## The exercise
Please transcribe the Courtwright Award text word for word, starting at the words "Courtwright Award recipients" and stopping after "Symposium each spring.".

The Courtwright Award for Undergraduate Research Excellence seeks to recognize undergraduate students with majors in the College of Liberal Arts & Sciences who go above and beyond normal expectations for independent undergraduate research and creative work.  Each recipient of the Courtwright Award will receive $500 in addition to the normal $1,000 Undergraduate Research Award. 

Courtwright Award recipients are selected from each of the two UGRA competitions held each year (for spring awards and for summer/fall awards).  As part of the review process of UGRA proposals each competition, reviewers select a list of Courtwright Award finalists.  These finalists then provide a two-page report 2/3 of the way through the semester in which they receive the UGRA with an update on research progress and plans to present their projects.  The Courtwright Award winner(s) are then selected from the group of finalists.  Courtwright Award winners for the entire preceding year are also recognized at the Undergraduate Research Symposium each spring.

  • Eligibility: To be eligible for this supplementary award, students must have declared a major in a department that is part of the College of Liberal Arts & Sciences.  Students who are double-majoring are eligible, so long as one of the majors is in the College. Courtwright Awards are meant for students in any department in the College, including the arts, humanities, social sciences, and natural sciences. 
  • How to apply: Students who meet the eligibility requirement are automatically entered into consideration to be a Courtwright Award finalist through the normal UGRA application process.  No additional application materials are required.  Courtwright Award finalists will turn in a report 2/3 of the way through the award period.

[Location identification items]

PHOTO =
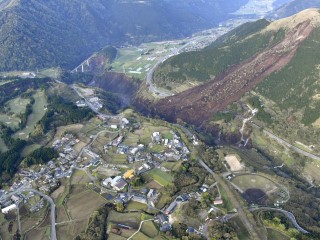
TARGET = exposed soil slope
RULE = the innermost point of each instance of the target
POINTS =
(197, 105)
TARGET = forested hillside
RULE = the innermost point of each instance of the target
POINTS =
(293, 7)
(278, 60)
(62, 33)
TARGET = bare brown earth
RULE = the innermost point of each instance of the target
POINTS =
(197, 105)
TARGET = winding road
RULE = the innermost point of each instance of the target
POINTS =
(252, 230)
(285, 143)
(53, 234)
(141, 223)
(288, 214)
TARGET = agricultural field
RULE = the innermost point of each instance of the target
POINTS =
(173, 166)
(258, 189)
(83, 204)
(3, 146)
(79, 177)
(234, 162)
(144, 134)
(136, 206)
(50, 72)
(10, 120)
(163, 178)
(276, 235)
(68, 231)
(149, 229)
(18, 105)
(248, 181)
(38, 111)
(137, 61)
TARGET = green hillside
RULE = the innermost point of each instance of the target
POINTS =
(63, 33)
(299, 80)
(294, 7)
(202, 66)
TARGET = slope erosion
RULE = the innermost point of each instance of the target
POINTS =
(198, 104)
(62, 33)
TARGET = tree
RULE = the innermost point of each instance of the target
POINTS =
(179, 229)
(119, 207)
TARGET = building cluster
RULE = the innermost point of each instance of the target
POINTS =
(96, 102)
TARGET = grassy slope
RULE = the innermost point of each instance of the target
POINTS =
(69, 31)
(201, 66)
(299, 78)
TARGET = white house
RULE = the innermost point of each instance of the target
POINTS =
(9, 208)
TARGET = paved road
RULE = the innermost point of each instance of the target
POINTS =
(139, 228)
(289, 215)
(53, 234)
(285, 143)
(249, 226)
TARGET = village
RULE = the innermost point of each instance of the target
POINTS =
(149, 158)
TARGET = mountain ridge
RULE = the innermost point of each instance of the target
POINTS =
(40, 34)
(198, 104)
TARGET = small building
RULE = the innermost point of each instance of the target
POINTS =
(156, 137)
(125, 121)
(128, 174)
(139, 198)
(120, 185)
(163, 221)
(151, 193)
(134, 151)
(171, 208)
(9, 208)
(218, 201)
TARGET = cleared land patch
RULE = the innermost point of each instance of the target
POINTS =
(163, 178)
(38, 111)
(248, 181)
(234, 163)
(83, 204)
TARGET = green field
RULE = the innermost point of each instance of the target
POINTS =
(173, 166)
(18, 105)
(245, 182)
(163, 178)
(3, 146)
(38, 111)
(133, 62)
(9, 120)
(226, 202)
(124, 217)
(136, 206)
(276, 235)
(29, 149)
(149, 229)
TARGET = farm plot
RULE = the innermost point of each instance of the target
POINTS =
(258, 189)
(248, 181)
(38, 111)
(163, 178)
(9, 120)
(149, 229)
(70, 230)
(234, 163)
(3, 146)
(83, 204)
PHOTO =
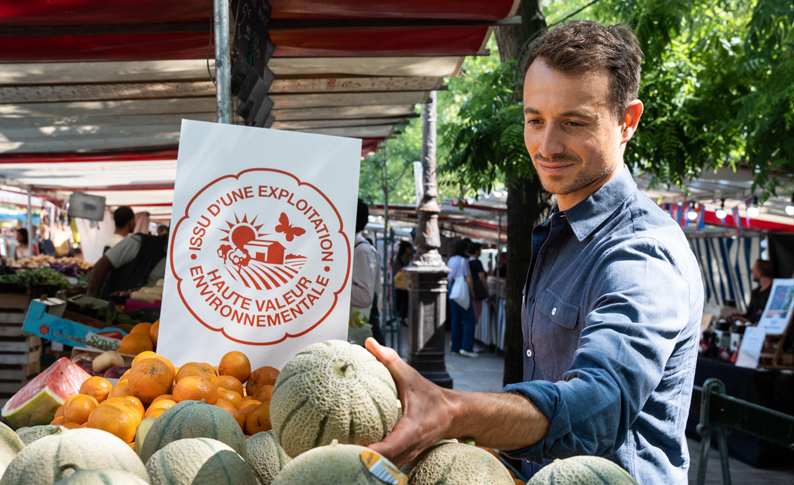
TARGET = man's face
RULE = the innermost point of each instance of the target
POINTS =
(570, 131)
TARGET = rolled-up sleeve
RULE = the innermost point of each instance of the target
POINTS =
(641, 305)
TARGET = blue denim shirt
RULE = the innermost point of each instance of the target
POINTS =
(611, 318)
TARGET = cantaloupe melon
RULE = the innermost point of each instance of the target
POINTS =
(456, 463)
(81, 476)
(84, 447)
(194, 419)
(585, 470)
(10, 446)
(29, 435)
(266, 456)
(332, 391)
(337, 464)
(199, 461)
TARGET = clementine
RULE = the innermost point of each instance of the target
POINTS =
(195, 388)
(235, 364)
(264, 376)
(96, 387)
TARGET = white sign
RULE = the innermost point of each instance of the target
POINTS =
(779, 307)
(261, 243)
(750, 349)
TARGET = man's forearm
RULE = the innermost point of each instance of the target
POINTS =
(503, 421)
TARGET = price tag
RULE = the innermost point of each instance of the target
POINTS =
(382, 469)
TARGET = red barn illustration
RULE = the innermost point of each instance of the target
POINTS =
(271, 252)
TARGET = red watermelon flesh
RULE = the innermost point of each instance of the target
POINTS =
(37, 402)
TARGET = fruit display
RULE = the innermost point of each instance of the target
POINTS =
(37, 402)
(333, 391)
(204, 424)
(199, 460)
(582, 469)
(451, 462)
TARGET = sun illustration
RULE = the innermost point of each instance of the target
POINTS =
(241, 232)
(252, 259)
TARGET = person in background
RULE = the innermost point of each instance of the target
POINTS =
(365, 282)
(46, 246)
(479, 280)
(763, 274)
(23, 247)
(124, 218)
(462, 341)
(405, 251)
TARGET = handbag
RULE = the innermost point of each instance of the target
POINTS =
(460, 292)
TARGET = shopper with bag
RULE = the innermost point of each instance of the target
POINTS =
(479, 280)
(461, 292)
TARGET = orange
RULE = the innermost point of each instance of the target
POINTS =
(229, 382)
(78, 408)
(120, 389)
(264, 376)
(156, 413)
(259, 419)
(150, 378)
(195, 388)
(235, 364)
(142, 328)
(162, 397)
(135, 343)
(264, 393)
(152, 355)
(154, 332)
(236, 414)
(248, 406)
(159, 406)
(96, 387)
(231, 397)
(115, 420)
(194, 369)
(127, 405)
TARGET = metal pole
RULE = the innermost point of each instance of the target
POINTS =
(223, 66)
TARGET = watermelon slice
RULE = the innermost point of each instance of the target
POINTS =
(37, 402)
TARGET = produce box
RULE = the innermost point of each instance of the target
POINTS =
(45, 319)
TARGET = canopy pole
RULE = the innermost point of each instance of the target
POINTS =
(223, 68)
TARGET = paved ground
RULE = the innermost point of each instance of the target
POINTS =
(485, 374)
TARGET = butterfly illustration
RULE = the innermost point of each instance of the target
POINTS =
(289, 231)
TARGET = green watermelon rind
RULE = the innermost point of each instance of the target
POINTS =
(38, 410)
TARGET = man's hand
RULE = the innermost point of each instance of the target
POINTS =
(428, 410)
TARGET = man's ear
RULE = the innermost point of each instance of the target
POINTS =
(631, 119)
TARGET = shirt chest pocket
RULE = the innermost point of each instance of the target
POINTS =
(558, 310)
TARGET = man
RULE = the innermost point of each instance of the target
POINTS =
(365, 284)
(134, 262)
(124, 218)
(763, 274)
(613, 298)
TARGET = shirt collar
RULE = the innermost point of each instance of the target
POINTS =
(586, 216)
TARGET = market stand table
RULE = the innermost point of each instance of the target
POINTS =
(773, 389)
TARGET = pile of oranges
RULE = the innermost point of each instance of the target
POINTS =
(153, 384)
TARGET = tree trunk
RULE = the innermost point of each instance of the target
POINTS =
(527, 202)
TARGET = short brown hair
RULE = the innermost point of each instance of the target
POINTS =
(585, 46)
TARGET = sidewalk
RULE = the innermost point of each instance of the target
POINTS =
(485, 374)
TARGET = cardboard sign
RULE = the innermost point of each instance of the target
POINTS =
(779, 307)
(261, 244)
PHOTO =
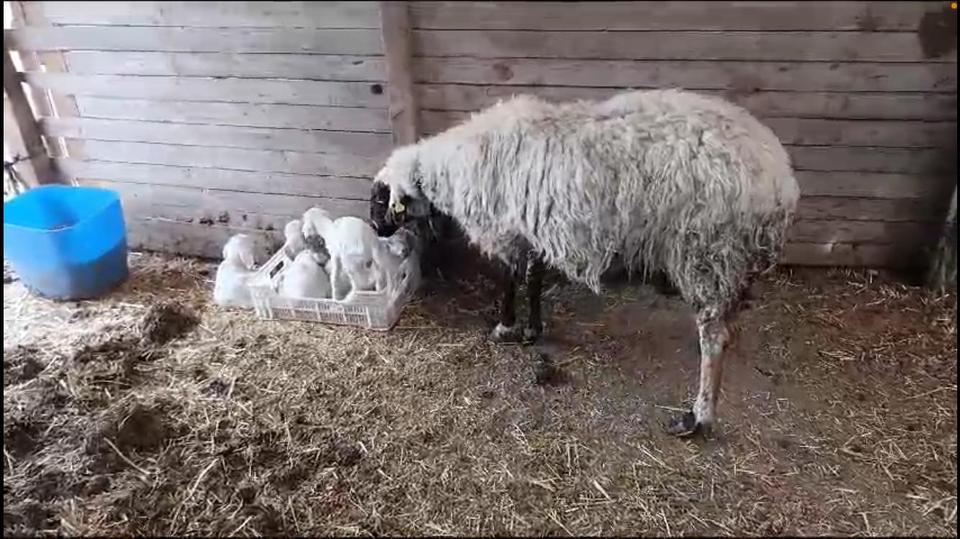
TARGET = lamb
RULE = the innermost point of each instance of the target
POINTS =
(230, 287)
(306, 278)
(293, 235)
(356, 255)
(669, 181)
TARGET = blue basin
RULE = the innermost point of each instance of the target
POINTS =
(66, 242)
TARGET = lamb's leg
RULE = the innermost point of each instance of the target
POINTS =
(714, 336)
(507, 329)
(534, 291)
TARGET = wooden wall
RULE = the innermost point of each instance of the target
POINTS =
(211, 118)
(866, 110)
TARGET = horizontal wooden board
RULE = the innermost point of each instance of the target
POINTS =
(215, 64)
(767, 104)
(867, 16)
(291, 92)
(861, 232)
(892, 255)
(376, 145)
(873, 184)
(211, 178)
(721, 75)
(933, 162)
(241, 114)
(657, 45)
(225, 158)
(212, 14)
(192, 239)
(171, 39)
(801, 131)
(255, 210)
(870, 209)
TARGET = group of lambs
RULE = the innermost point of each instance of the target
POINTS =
(325, 258)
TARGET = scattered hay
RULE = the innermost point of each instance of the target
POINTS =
(135, 416)
(166, 321)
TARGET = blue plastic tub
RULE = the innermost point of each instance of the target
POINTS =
(66, 242)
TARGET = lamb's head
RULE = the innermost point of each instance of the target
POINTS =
(239, 249)
(401, 174)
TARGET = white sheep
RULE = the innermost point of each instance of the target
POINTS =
(355, 251)
(234, 273)
(305, 278)
(670, 181)
(401, 252)
(293, 236)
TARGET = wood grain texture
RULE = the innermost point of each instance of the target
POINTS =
(656, 45)
(295, 92)
(398, 49)
(374, 145)
(20, 130)
(240, 114)
(770, 104)
(214, 14)
(803, 131)
(226, 158)
(743, 75)
(212, 178)
(580, 16)
(892, 255)
(177, 39)
(217, 64)
(257, 210)
(873, 184)
(875, 232)
(191, 239)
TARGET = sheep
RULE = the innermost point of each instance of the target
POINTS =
(230, 287)
(401, 251)
(293, 235)
(670, 181)
(306, 277)
(355, 251)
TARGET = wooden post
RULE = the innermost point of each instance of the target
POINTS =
(395, 32)
(943, 266)
(20, 129)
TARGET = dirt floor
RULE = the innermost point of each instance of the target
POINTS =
(132, 415)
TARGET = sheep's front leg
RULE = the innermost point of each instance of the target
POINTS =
(534, 291)
(507, 329)
(714, 336)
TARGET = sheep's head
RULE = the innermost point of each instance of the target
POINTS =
(401, 175)
(240, 249)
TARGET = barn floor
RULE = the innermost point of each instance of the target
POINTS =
(838, 417)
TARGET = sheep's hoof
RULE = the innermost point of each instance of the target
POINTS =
(687, 426)
(531, 335)
(505, 334)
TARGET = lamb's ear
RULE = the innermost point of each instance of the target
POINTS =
(246, 256)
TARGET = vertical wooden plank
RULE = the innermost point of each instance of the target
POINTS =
(63, 106)
(20, 129)
(398, 51)
(942, 275)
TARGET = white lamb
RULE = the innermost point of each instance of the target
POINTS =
(233, 275)
(356, 255)
(305, 278)
(293, 234)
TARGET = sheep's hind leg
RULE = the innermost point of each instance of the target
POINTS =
(507, 329)
(534, 292)
(714, 336)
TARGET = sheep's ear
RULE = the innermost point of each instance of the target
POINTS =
(246, 256)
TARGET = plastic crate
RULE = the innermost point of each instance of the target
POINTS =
(66, 242)
(370, 310)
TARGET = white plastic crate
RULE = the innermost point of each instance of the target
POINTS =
(371, 310)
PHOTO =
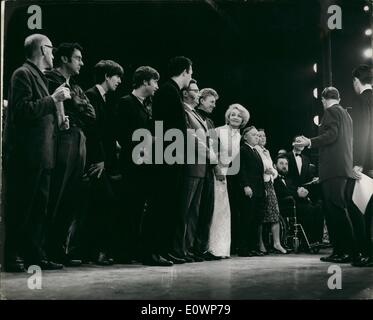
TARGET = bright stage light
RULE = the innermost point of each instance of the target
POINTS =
(316, 120)
(368, 53)
(315, 93)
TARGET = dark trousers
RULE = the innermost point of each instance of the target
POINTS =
(369, 228)
(164, 210)
(186, 226)
(233, 193)
(26, 200)
(206, 210)
(251, 217)
(310, 216)
(362, 223)
(93, 232)
(134, 197)
(65, 197)
(337, 217)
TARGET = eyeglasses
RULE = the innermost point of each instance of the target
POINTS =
(48, 46)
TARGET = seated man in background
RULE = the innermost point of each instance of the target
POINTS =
(309, 213)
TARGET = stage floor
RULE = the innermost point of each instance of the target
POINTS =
(300, 276)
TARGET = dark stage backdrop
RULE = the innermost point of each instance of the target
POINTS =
(257, 53)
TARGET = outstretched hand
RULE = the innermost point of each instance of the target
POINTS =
(302, 142)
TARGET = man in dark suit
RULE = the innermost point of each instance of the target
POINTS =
(309, 213)
(362, 116)
(165, 210)
(299, 165)
(206, 105)
(202, 158)
(134, 112)
(252, 194)
(101, 202)
(335, 168)
(29, 155)
(65, 205)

## Output of the exercise
Courtwright Award recipients are selected from each of the two UGRA competitions held each year (for spring awards and for summer/fall awards).  As part of the review process of UGRA proposals each competition, reviewers select a list of Courtwright Award finalists.  These finalists then provide a two-page report 2/3 of the way through the semester in which they receive the UGRA with an update on research progress and plans to present their projects.  The Courtwright Award winner(s) are then selected from the group of finalists.  Courtwright Award winners for the entire preceding year are also recognized at the Undergraduate Research Symposium each spring.